Pourtant, il est intéressant de lire ce que le principal intéressé en dit lui-même: dans une interview livrée la semaine dernière, le commandant du CENTCOM déclarait en effet que les gains de l’année écoulée restent fragiles et que le pays demeure un centre de gravité majeur pour Al Qaeda. Sur ce dernier point, la persistance des violences à MOSSOUL semble lui donner en partie raison, lors même que la saisie de lettres émanant de AL ZAWAIHRI montre au contraire le désarroi des responsables d’AQI. Dans une lettre adressée aux troupes, PETRAEUS ne minimise pas les succès obtenus mais reste tout aussi prudent…. Autrement dit, l’homme reste humble, que ce soit par calcul politique, ou par prudence face à la tâche qui l’attend maintenant. Car il est facile en effet d’analyser la promotion de PETRAEUS (initialement programmé pour aller commander les forces de l’OTAN) comme la double volonté de garder une « équipe qui gagne » (ODIERNO/PETRAEUS) au-delà des contingences politiciennes et de transférer les « recettes irakiennes » en AFGHANISTAN….

En fait, il est nécessaire non seulement de s’interroger sur l’homme, son style de commandement et son aura personnelle, mais encore plus de l’inscrire dans une dynamique historique dont les principaux ressorts semblent provisoirement nous échapper. A ce titre, ma réflexion portera ici sur les enseignements à tirer de 19 mois de commandement.

Lorsque l’on interroge les sources historiques multiples (et abondantes) directes ou indirectes, il ressort que la campagne de 2007/2008 est avant tout la mise en oeuvre d’un plan brillant, permis à la fois par des standardisations tactiques (l’approche gallulienne de la « tâche d’huile ») et par un ensemble d’opérations successives et simultanées à l’échelle du Triangle Sunnite… Mais, de même que l’on ne peut séparer les décisions de PETRAEUS (et de son « staff » d’experts) du contexte politique et social, on ne peut considérer les opérations militaires seules. On voit bien en effet comment d’autres facteurs entrent en interaction avec celles-ci: la décision de poursuivre l’intégration politique des Sunnites, la négociation parfois musclée avec Moqtada SADR, l’action exercée auprès du gouvernement MALIKI, faite d’un soutien conditionnel…..

## Extrait de source:
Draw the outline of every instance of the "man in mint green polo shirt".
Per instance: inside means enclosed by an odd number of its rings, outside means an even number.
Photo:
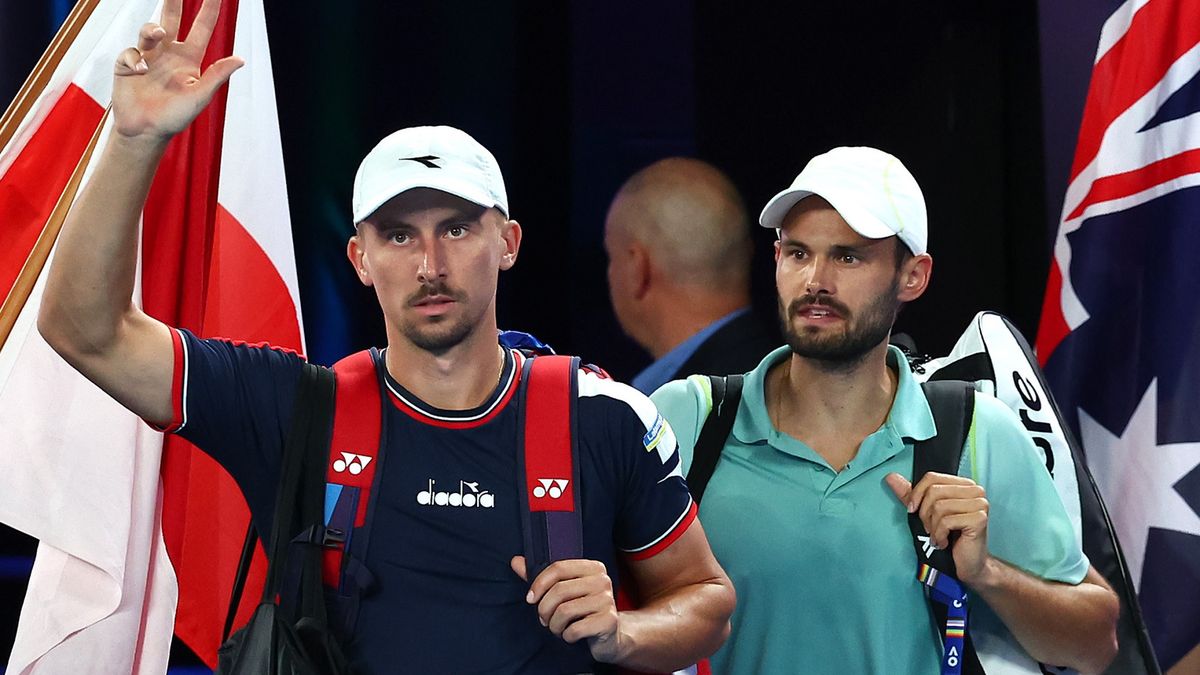
[[[971,598],[970,631],[1006,673],[1036,661],[1102,670],[1116,653],[1117,598],[1090,567],[1032,441],[976,398],[958,476],[917,485],[913,442],[934,418],[902,354],[899,307],[924,293],[925,203],[892,155],[836,148],[763,209],[779,229],[775,282],[787,346],[746,375],[700,516],[738,592],[715,673],[940,671],[907,526],[919,512],[950,545]],[[710,408],[708,380],[653,396],[684,471]]]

## Consigne:
Poursuivez le texte sur le commandement de Petraeus en Irak à partir de sa dernière phrase. Le matériau placé après le texte est indépendant de celui-ci.

## Réponse:
Or, il paraît important de considérer que l’ensemble de ces facteurs sont avant tout complémentaires: les améliorations réelles (mais relatives) observées depuis 19 mois sont le résultat d’un ensemble de décisions, d’actions, de motivations et de négociations complexes que l’on peut considérer comme parfaitement contingent…. Si ce n’est qu’à mon sens, le personnage de PETRAEUS -de façon directe ou indirecte- est central dans ce processus.

Car il paraît maintenant de plus en plus évident que le point central, le lien si l’on préfère, entre l’ensemble de ces facteurs est la réintégration politique des Sunnites et l’amorce d’une réconciliation à l’échelle locale, à la fois entre les communautés et entre les réseaux sociaux dispersés et le niveau politique provincial et central. C’est le constat que l’on peut tirer par exemple des recherches de David UCKO sur le processus de réintégration politique des tribus, des milices et des insurgés. L’auteur ne va cependant jusqu’à la conclusion qui s’impose: celle-ci est né d’un changement de perception et d’attitude des militaires américains, d’abord au niveau d’une province (ANBAR) puis dans l’ensemble de l’Irak, notamment grâce à l’action et à la propagande (entendue ici au sens positif) de PETRAEUS. Ce changement d’attitude a consisté à ne plus voir dans le Sunnite un ennemi irréconciliable voué à la destruction des forces américaines. Par le jeu de l’expérience essentiellement, mais aussi par celui de la diffusion de certaines interprétations intellectuelles de l’auto-proclamée « contre-insurrection », les militaires américains se sont interrogés sur les motivations réelles des groupes insurgés, au lien de forger des images fausses et stéréotypées des « bad guys » qu’il faut descendre… On ne mesure pas en quoi ce changement a été monumental, long et certainement non-linéaire. Ce qui fait moins de doute en tout cas, c’est que David PETRAEUS a servi de point de focalisation à ces sentiments et à ces expériences en les subordonnant à un projet stratégique et politique clair: donner de l’air au gouvernement irakien, le soutenir sous condition pour le faire évoluer d’un repaire de sectaires à un gouvernement véritablement national. Sur ce dernier point, j’y reviendrai, le succès est loin d’être atteint.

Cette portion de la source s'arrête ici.